## DOCUMENT SOURCE
»»

La solution, selon Alaoui Selsouli, serait de transformer le Régime d’assistance en mutuelle, à l’aune des systèmes mis en place en Europe. Trahi par sa propre appellation, le Ramed n’est donc pas en soi un dispositif efficace, et encore moins adapté à la réalité des besoins de santé. S’il était mutualisé, il couvrirait toute l’échelle de soins, de la première consultation au suivi médical, en passant par le remboursement des médicaments.

Le remodelage du Ramed pour assurer son efficacité
La critique est aisée mais l’art est difficile. Pourtant, il ne faut pas être expert en santé publique pour constater que le Ramed fonctionne mal parce qu’il a été mal conçu. Peut-on s’en contenter? S’il n’est pas évident, voire quasiment impossible, de mettre en place un nouveau dispositif de santé gratuite pour les plus vulnérables, on peut tout de même imaginer – ou espérer – que le ministère dont on ne doute pas de l’expertise dans le domaine et de la grande connaissance des problématiques soulevées par la mise en pratique du Ramed, puisse prendre des décisions allant dans le sens de son amélioration.
Il ne s’agit pas plus d’un problème de moyens que de stratégie. Le Ramed est financé à hauteur de 19% par la tranche supérieure des bénéficiaires, les «pauvres relatifs», dont le revenu annuel est compris entre 3.767 et 5.650 dirhams et qui doivent s’acquitter d’une cotisation annuelle de 120 dirhams; le reste est réparti entre le budget de l’Etat à hauteur de 75% et de 6% pour les communes locales. Sur les 11,8 milliards de dirhams de l’enveloppe octroyée au ministère de la Santé par la loi de Finances 2012, 3 milliards de dirhams ont été alloués au Ramed, une part conséquente qui n’est pas en soi critiquable.
Par contre, il est nécessaire de remodeler son mode de fonctionnement, de l’alléger, le rendre plus accessible au niveau administratif, et en élargir le panier de soins à ceux qui sont nécessaires hors hospitalisation. De telles mesures ne sont pas réellement difficiles à mettre en place. Ce ne sont, au final, que des améliorations qui, d’un point de vue objectif, doivent se faire au plus vite puisqu’elles sont indispensables à la pérennité du Ramed.

««

## Éléments d'un jeu de données
»»

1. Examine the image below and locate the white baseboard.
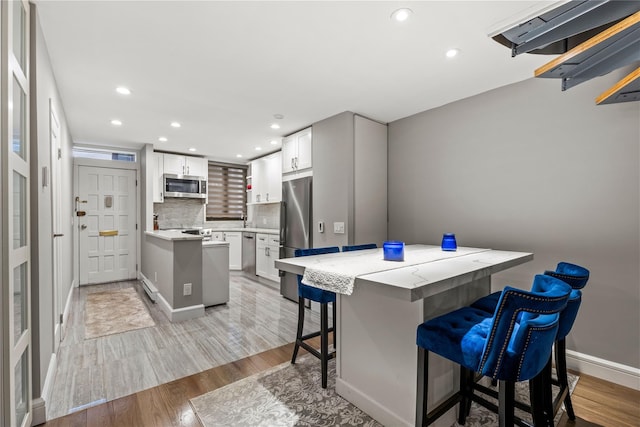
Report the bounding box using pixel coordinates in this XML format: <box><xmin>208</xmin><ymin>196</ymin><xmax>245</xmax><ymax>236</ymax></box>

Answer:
<box><xmin>156</xmin><ymin>293</ymin><xmax>204</xmax><ymax>322</ymax></box>
<box><xmin>40</xmin><ymin>353</ymin><xmax>58</xmax><ymax>402</ymax></box>
<box><xmin>140</xmin><ymin>272</ymin><xmax>159</xmax><ymax>302</ymax></box>
<box><xmin>31</xmin><ymin>397</ymin><xmax>47</xmax><ymax>426</ymax></box>
<box><xmin>567</xmin><ymin>350</ymin><xmax>640</xmax><ymax>390</ymax></box>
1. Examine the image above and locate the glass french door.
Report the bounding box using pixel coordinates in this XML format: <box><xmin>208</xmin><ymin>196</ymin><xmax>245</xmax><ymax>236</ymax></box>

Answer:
<box><xmin>0</xmin><ymin>0</ymin><xmax>32</xmax><ymax>426</ymax></box>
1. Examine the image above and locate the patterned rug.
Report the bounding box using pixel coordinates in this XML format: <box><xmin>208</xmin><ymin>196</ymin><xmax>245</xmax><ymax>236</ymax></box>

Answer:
<box><xmin>190</xmin><ymin>355</ymin><xmax>578</xmax><ymax>427</ymax></box>
<box><xmin>84</xmin><ymin>288</ymin><xmax>155</xmax><ymax>339</ymax></box>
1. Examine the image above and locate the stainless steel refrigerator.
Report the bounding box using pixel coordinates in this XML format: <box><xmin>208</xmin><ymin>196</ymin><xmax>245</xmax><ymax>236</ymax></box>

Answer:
<box><xmin>280</xmin><ymin>176</ymin><xmax>313</xmax><ymax>302</ymax></box>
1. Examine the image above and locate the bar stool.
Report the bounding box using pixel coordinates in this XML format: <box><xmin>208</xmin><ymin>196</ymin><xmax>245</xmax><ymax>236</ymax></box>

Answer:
<box><xmin>471</xmin><ymin>262</ymin><xmax>589</xmax><ymax>424</ymax></box>
<box><xmin>291</xmin><ymin>246</ymin><xmax>340</xmax><ymax>388</ymax></box>
<box><xmin>416</xmin><ymin>275</ymin><xmax>571</xmax><ymax>427</ymax></box>
<box><xmin>342</xmin><ymin>243</ymin><xmax>378</xmax><ymax>252</ymax></box>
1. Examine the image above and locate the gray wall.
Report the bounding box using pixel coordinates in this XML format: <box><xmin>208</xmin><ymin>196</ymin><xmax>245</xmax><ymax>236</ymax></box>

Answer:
<box><xmin>389</xmin><ymin>72</ymin><xmax>640</xmax><ymax>368</ymax></box>
<box><xmin>311</xmin><ymin>112</ymin><xmax>354</xmax><ymax>248</ymax></box>
<box><xmin>31</xmin><ymin>4</ymin><xmax>73</xmax><ymax>404</ymax></box>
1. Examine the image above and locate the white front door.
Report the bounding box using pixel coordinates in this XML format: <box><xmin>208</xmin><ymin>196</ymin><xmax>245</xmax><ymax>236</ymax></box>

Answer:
<box><xmin>76</xmin><ymin>166</ymin><xmax>137</xmax><ymax>285</ymax></box>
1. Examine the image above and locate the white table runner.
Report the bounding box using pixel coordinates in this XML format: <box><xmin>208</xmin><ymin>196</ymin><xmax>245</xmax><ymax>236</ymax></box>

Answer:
<box><xmin>302</xmin><ymin>245</ymin><xmax>490</xmax><ymax>295</ymax></box>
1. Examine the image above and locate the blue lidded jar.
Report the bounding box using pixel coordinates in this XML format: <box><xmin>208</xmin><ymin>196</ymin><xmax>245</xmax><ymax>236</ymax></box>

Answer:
<box><xmin>442</xmin><ymin>233</ymin><xmax>458</xmax><ymax>251</ymax></box>
<box><xmin>382</xmin><ymin>240</ymin><xmax>404</xmax><ymax>261</ymax></box>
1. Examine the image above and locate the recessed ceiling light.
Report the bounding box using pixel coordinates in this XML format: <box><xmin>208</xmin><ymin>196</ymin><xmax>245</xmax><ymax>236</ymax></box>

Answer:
<box><xmin>446</xmin><ymin>49</ymin><xmax>460</xmax><ymax>58</ymax></box>
<box><xmin>391</xmin><ymin>8</ymin><xmax>413</xmax><ymax>22</ymax></box>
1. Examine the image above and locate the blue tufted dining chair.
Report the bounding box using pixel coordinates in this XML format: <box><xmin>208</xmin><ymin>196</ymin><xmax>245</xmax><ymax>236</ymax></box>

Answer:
<box><xmin>342</xmin><ymin>243</ymin><xmax>378</xmax><ymax>252</ymax></box>
<box><xmin>291</xmin><ymin>246</ymin><xmax>340</xmax><ymax>388</ymax></box>
<box><xmin>416</xmin><ymin>275</ymin><xmax>571</xmax><ymax>427</ymax></box>
<box><xmin>471</xmin><ymin>262</ymin><xmax>589</xmax><ymax>423</ymax></box>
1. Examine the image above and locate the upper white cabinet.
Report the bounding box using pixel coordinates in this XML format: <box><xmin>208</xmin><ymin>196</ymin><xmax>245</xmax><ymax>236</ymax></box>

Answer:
<box><xmin>152</xmin><ymin>153</ymin><xmax>164</xmax><ymax>203</ymax></box>
<box><xmin>164</xmin><ymin>153</ymin><xmax>209</xmax><ymax>177</ymax></box>
<box><xmin>247</xmin><ymin>151</ymin><xmax>282</xmax><ymax>203</ymax></box>
<box><xmin>282</xmin><ymin>128</ymin><xmax>312</xmax><ymax>173</ymax></box>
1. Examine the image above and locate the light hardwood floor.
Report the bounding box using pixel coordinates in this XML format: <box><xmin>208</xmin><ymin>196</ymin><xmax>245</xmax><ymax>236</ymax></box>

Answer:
<box><xmin>47</xmin><ymin>274</ymin><xmax>319</xmax><ymax>419</ymax></box>
<box><xmin>45</xmin><ymin>276</ymin><xmax>640</xmax><ymax>427</ymax></box>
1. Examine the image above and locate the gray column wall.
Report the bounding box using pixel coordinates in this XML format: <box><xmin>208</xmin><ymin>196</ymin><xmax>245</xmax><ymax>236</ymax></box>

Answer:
<box><xmin>389</xmin><ymin>70</ymin><xmax>640</xmax><ymax>368</ymax></box>
<box><xmin>30</xmin><ymin>4</ymin><xmax>74</xmax><ymax>398</ymax></box>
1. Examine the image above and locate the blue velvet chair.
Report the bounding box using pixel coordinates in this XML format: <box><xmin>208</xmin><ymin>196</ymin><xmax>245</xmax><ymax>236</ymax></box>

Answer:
<box><xmin>471</xmin><ymin>262</ymin><xmax>589</xmax><ymax>423</ymax></box>
<box><xmin>416</xmin><ymin>275</ymin><xmax>571</xmax><ymax>427</ymax></box>
<box><xmin>342</xmin><ymin>243</ymin><xmax>378</xmax><ymax>252</ymax></box>
<box><xmin>291</xmin><ymin>246</ymin><xmax>340</xmax><ymax>388</ymax></box>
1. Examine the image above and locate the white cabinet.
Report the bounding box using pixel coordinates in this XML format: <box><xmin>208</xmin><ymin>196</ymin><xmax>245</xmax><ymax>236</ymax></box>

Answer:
<box><xmin>282</xmin><ymin>128</ymin><xmax>312</xmax><ymax>173</ymax></box>
<box><xmin>224</xmin><ymin>231</ymin><xmax>242</xmax><ymax>270</ymax></box>
<box><xmin>164</xmin><ymin>153</ymin><xmax>209</xmax><ymax>177</ymax></box>
<box><xmin>151</xmin><ymin>153</ymin><xmax>164</xmax><ymax>203</ymax></box>
<box><xmin>248</xmin><ymin>151</ymin><xmax>282</xmax><ymax>203</ymax></box>
<box><xmin>256</xmin><ymin>233</ymin><xmax>280</xmax><ymax>282</ymax></box>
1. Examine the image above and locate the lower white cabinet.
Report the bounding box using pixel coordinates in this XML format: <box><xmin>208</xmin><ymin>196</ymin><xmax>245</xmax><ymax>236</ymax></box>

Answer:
<box><xmin>256</xmin><ymin>233</ymin><xmax>280</xmax><ymax>282</ymax></box>
<box><xmin>224</xmin><ymin>231</ymin><xmax>242</xmax><ymax>270</ymax></box>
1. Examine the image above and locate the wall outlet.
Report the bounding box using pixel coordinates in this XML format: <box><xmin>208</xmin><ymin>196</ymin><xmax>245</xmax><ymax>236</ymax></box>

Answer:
<box><xmin>182</xmin><ymin>283</ymin><xmax>191</xmax><ymax>296</ymax></box>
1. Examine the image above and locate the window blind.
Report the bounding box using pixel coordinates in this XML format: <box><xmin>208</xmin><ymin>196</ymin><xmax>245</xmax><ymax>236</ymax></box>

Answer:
<box><xmin>206</xmin><ymin>162</ymin><xmax>247</xmax><ymax>221</ymax></box>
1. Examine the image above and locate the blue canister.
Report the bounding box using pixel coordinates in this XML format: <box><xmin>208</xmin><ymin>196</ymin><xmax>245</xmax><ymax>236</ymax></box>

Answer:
<box><xmin>442</xmin><ymin>233</ymin><xmax>458</xmax><ymax>251</ymax></box>
<box><xmin>382</xmin><ymin>240</ymin><xmax>404</xmax><ymax>261</ymax></box>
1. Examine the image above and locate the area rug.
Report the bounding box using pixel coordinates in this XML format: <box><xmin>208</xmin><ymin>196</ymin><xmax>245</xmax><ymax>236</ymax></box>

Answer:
<box><xmin>84</xmin><ymin>288</ymin><xmax>155</xmax><ymax>339</ymax></box>
<box><xmin>190</xmin><ymin>355</ymin><xmax>577</xmax><ymax>427</ymax></box>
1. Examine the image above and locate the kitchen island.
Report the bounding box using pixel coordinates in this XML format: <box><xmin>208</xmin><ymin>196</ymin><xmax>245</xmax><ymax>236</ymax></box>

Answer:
<box><xmin>140</xmin><ymin>230</ymin><xmax>229</xmax><ymax>322</ymax></box>
<box><xmin>276</xmin><ymin>245</ymin><xmax>533</xmax><ymax>426</ymax></box>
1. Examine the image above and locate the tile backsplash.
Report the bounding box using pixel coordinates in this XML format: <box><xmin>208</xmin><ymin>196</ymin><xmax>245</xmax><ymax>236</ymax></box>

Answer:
<box><xmin>247</xmin><ymin>203</ymin><xmax>280</xmax><ymax>229</ymax></box>
<box><xmin>153</xmin><ymin>197</ymin><xmax>206</xmax><ymax>230</ymax></box>
<box><xmin>153</xmin><ymin>197</ymin><xmax>280</xmax><ymax>230</ymax></box>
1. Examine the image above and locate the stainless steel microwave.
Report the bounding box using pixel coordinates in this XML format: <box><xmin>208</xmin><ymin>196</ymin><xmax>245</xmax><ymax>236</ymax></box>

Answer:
<box><xmin>162</xmin><ymin>173</ymin><xmax>207</xmax><ymax>199</ymax></box>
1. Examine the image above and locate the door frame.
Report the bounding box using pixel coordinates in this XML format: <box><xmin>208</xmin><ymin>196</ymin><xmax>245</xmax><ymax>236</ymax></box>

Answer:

««

## CONSIGNE
Résumez en deux phrases le texte consacré au Ramed.

## RÉPONSE
Le Ramed fonctionne mal parce qu'il a été mal conçu, et Alaoui Selsouli propose de le transformer en mutuelle, à l'image des systèmes européens, afin de couvrir toute l'échelle de soins. Sa dotation de 3 milliards de dirhams en 2012 n'est pas jugée critiquable, mais son fonctionnement doit être allégé, rendu plus accessible sur le plan administratif et étendu aux soins hors hospitalisation, des améliorations présentées comme indispensables à sa pérennité.